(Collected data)
===============

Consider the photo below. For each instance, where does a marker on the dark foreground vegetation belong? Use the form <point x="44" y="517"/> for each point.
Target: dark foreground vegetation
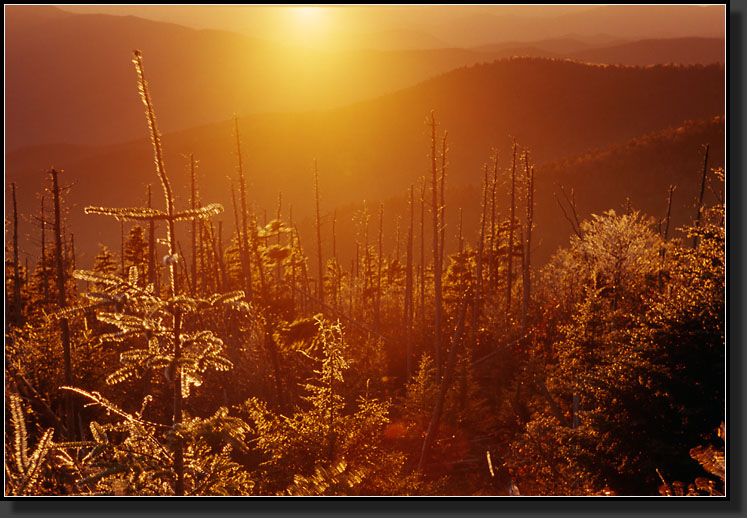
<point x="257" y="370"/>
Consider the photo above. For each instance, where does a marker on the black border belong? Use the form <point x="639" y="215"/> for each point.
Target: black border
<point x="525" y="507"/>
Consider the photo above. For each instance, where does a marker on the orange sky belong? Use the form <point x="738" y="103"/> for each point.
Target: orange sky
<point x="455" y="25"/>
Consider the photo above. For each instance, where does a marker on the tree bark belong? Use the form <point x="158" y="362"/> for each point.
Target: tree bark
<point x="62" y="303"/>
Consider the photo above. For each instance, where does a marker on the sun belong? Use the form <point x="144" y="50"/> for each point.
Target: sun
<point x="307" y="14"/>
<point x="308" y="24"/>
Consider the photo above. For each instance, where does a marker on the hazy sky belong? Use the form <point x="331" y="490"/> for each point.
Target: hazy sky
<point x="456" y="25"/>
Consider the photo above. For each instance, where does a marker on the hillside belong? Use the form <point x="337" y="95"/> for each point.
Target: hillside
<point x="59" y="88"/>
<point x="641" y="169"/>
<point x="375" y="149"/>
<point x="682" y="51"/>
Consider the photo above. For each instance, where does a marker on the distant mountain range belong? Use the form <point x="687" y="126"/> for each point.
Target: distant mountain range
<point x="374" y="150"/>
<point x="68" y="77"/>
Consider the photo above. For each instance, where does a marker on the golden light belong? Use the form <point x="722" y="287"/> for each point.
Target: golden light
<point x="308" y="25"/>
<point x="307" y="14"/>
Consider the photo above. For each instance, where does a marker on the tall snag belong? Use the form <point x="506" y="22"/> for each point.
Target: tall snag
<point x="62" y="303"/>
<point x="700" y="197"/>
<point x="437" y="287"/>
<point x="526" y="278"/>
<point x="408" y="312"/>
<point x="320" y="285"/>
<point x="244" y="232"/>
<point x="511" y="221"/>
<point x="16" y="310"/>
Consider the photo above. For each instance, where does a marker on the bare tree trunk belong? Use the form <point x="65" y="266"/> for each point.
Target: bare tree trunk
<point x="509" y="255"/>
<point x="460" y="239"/>
<point x="45" y="277"/>
<point x="422" y="256"/>
<point x="121" y="245"/>
<point x="320" y="293"/>
<point x="72" y="251"/>
<point x="16" y="313"/>
<point x="442" y="206"/>
<point x="221" y="263"/>
<point x="193" y="198"/>
<point x="408" y="287"/>
<point x="436" y="253"/>
<point x="62" y="303"/>
<point x="493" y="264"/>
<point x="239" y="238"/>
<point x="672" y="188"/>
<point x="432" y="432"/>
<point x="478" y="273"/>
<point x="700" y="198"/>
<point x="177" y="389"/>
<point x="244" y="232"/>
<point x="526" y="281"/>
<point x="377" y="303"/>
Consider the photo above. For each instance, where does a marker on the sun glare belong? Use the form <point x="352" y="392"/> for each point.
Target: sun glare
<point x="308" y="25"/>
<point x="307" y="14"/>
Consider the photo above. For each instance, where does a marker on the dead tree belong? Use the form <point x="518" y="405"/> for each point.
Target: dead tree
<point x="510" y="251"/>
<point x="700" y="197"/>
<point x="445" y="382"/>
<point x="244" y="231"/>
<point x="193" y="199"/>
<point x="478" y="273"/>
<point x="526" y="263"/>
<point x="437" y="289"/>
<point x="672" y="188"/>
<point x="493" y="265"/>
<point x="62" y="303"/>
<point x="320" y="292"/>
<point x="43" y="262"/>
<point x="16" y="311"/>
<point x="408" y="287"/>
<point x="377" y="302"/>
<point x="422" y="255"/>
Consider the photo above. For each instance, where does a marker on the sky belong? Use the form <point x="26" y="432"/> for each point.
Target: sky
<point x="454" y="25"/>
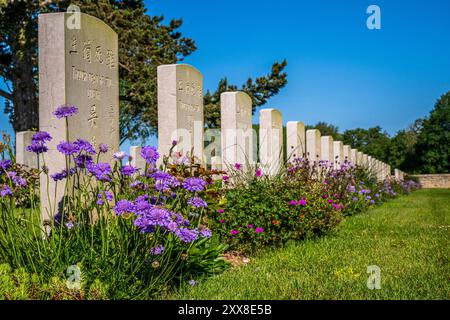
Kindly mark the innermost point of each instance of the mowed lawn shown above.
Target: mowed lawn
(408, 238)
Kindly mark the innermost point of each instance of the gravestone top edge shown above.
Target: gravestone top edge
(88, 16)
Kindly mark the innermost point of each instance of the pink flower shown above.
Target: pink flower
(259, 230)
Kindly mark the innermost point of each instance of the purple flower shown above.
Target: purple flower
(69, 225)
(119, 155)
(194, 184)
(129, 170)
(5, 191)
(205, 232)
(83, 160)
(65, 111)
(104, 195)
(62, 175)
(101, 171)
(150, 154)
(5, 164)
(103, 148)
(156, 251)
(187, 235)
(122, 207)
(41, 136)
(85, 146)
(68, 148)
(17, 180)
(59, 175)
(197, 202)
(37, 147)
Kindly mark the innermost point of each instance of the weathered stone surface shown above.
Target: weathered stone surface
(180, 110)
(238, 138)
(441, 181)
(313, 145)
(77, 67)
(295, 139)
(270, 140)
(23, 140)
(327, 149)
(136, 159)
(365, 161)
(347, 153)
(354, 156)
(359, 158)
(338, 153)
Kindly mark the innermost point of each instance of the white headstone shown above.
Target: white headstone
(354, 156)
(80, 67)
(338, 153)
(359, 158)
(180, 110)
(347, 153)
(136, 159)
(270, 140)
(23, 140)
(237, 130)
(313, 145)
(327, 149)
(295, 140)
(365, 161)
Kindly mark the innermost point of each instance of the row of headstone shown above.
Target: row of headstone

===============

■ **STATED GOAL**:
Without the pictures, write out the whole listing above exactly as it appears.

■ **ANSWER FOR THE TASK**:
Consider the photo below. For each instance, where does a marker on the dark foreground vegetation belong? Use the form <point x="44" y="517"/> for each point.
Target: dark foreground vegetation
<point x="257" y="370"/>
Consider the photo above. For each instance, where does a marker on the black border belong? Use the form <point x="639" y="215"/> for each point.
Target: black border
<point x="525" y="507"/>
Consider the photo above. For each instance, where does a marker on the orange sky belong? Use the form <point x="738" y="103"/> for each point.
Target: orange sky
<point x="455" y="25"/>
Consider the photo above. For each instance, where does a marker on the tree bark belong? Use the form <point x="158" y="362"/> for each point.
Target: tree bark
<point x="62" y="303"/>
Consider the photo above. For each instance, where does a marker on the sun belong? Use the form <point x="144" y="50"/> for each point.
Target: sun
<point x="307" y="14"/>
<point x="308" y="24"/>
Consider the photo above. For each instance, where does a marker on the hazy sky belong? Use the form <point x="331" y="490"/> for each point.
Target: hazy sky
<point x="456" y="25"/>
Consider the photo above. For each instance, where does a marker on the hillside belong? Use the form <point x="337" y="95"/> for each point.
Target: hillside
<point x="59" y="88"/>
<point x="641" y="169"/>
<point x="375" y="149"/>
<point x="682" y="51"/>
Consider the photo above. For each instance, where does a marker on the distant mountain range belong? Use the form <point x="687" y="126"/> for each point.
Target: distant mountain range
<point x="374" y="150"/>
<point x="68" y="77"/>
Consider the photo above. For each instance, where does a marker on the golden light belong? Use the form <point x="722" y="287"/> for each point.
Target: golden light
<point x="308" y="25"/>
<point x="307" y="14"/>
Consider the photo above. For each instance, where does a marker on the tall snag belong? Use the form <point x="506" y="22"/> for each point.
Target: tall snag
<point x="62" y="303"/>
<point x="700" y="197"/>
<point x="437" y="287"/>
<point x="526" y="278"/>
<point x="408" y="312"/>
<point x="320" y="285"/>
<point x="244" y="232"/>
<point x="511" y="221"/>
<point x="16" y="310"/>
Consider the photo above. For each instance, where does a marker on the bare tree trunk belong? Use the form <point x="65" y="266"/> for each point.
Target: bare tree trunk
<point x="509" y="255"/>
<point x="460" y="239"/>
<point x="45" y="277"/>
<point x="422" y="256"/>
<point x="121" y="245"/>
<point x="320" y="293"/>
<point x="72" y="251"/>
<point x="16" y="313"/>
<point x="442" y="206"/>
<point x="221" y="263"/>
<point x="193" y="198"/>
<point x="408" y="287"/>
<point x="436" y="253"/>
<point x="62" y="303"/>
<point x="493" y="264"/>
<point x="239" y="238"/>
<point x="672" y="188"/>
<point x="432" y="432"/>
<point x="478" y="273"/>
<point x="700" y="198"/>
<point x="177" y="389"/>
<point x="244" y="232"/>
<point x="526" y="281"/>
<point x="377" y="303"/>
Consider the photo above. For each instance, where does a marker on the sun glare belong? Use the form <point x="352" y="392"/> for each point.
Target: sun glare
<point x="308" y="25"/>
<point x="307" y="14"/>
Consider the photo above. For each instance, where does a marker on the dead tree belong? Use the form <point x="518" y="405"/> for each point.
Target: dead tree
<point x="510" y="251"/>
<point x="700" y="197"/>
<point x="445" y="382"/>
<point x="244" y="231"/>
<point x="193" y="199"/>
<point x="478" y="273"/>
<point x="526" y="263"/>
<point x="437" y="289"/>
<point x="672" y="188"/>
<point x="493" y="265"/>
<point x="62" y="303"/>
<point x="320" y="292"/>
<point x="43" y="262"/>
<point x="16" y="311"/>
<point x="408" y="287"/>
<point x="377" y="302"/>
<point x="422" y="255"/>
Consider the photo above. For each instance, where does a marker on the sky belong? Use the form <point x="26" y="432"/> for each point.
Target: sky
<point x="454" y="25"/>
Kindly mark the innermost point of each instance of the mowed lawn shown above.
Target: mowed lawn
(408, 238)
Kindly mark the innermost point of each instance of the gravestone top edge shown above.
Target: gravestone top edge
(88, 16)
Kindly mark the innermost point of each instance of the pink flower shown above.
Target: pink flower
(259, 230)
Kindly mark the innermost point of each instance of the purple flower shown above.
Target: purple flower
(69, 225)
(119, 155)
(194, 184)
(129, 170)
(5, 191)
(205, 232)
(83, 160)
(65, 111)
(104, 195)
(62, 175)
(101, 171)
(150, 154)
(5, 164)
(103, 148)
(156, 251)
(187, 235)
(122, 207)
(41, 136)
(85, 146)
(68, 148)
(17, 180)
(59, 175)
(197, 202)
(37, 147)
Kindly mark the innermost point of each instance of the weathered stone surface shown above.
Target: weathered stone surface
(180, 110)
(238, 138)
(441, 181)
(313, 145)
(77, 67)
(295, 139)
(270, 140)
(23, 140)
(327, 149)
(136, 159)
(365, 161)
(347, 153)
(354, 156)
(359, 158)
(338, 153)
Kindly mark the innermost point of each instance of the white headstone shown above.
Target: white headstone
(354, 156)
(80, 67)
(338, 153)
(359, 158)
(180, 110)
(347, 153)
(136, 159)
(270, 140)
(23, 140)
(237, 130)
(313, 145)
(327, 149)
(295, 140)
(365, 161)
Kindly mark the innermost point of each instance of the row of headstone shown above.
Target: row of headstone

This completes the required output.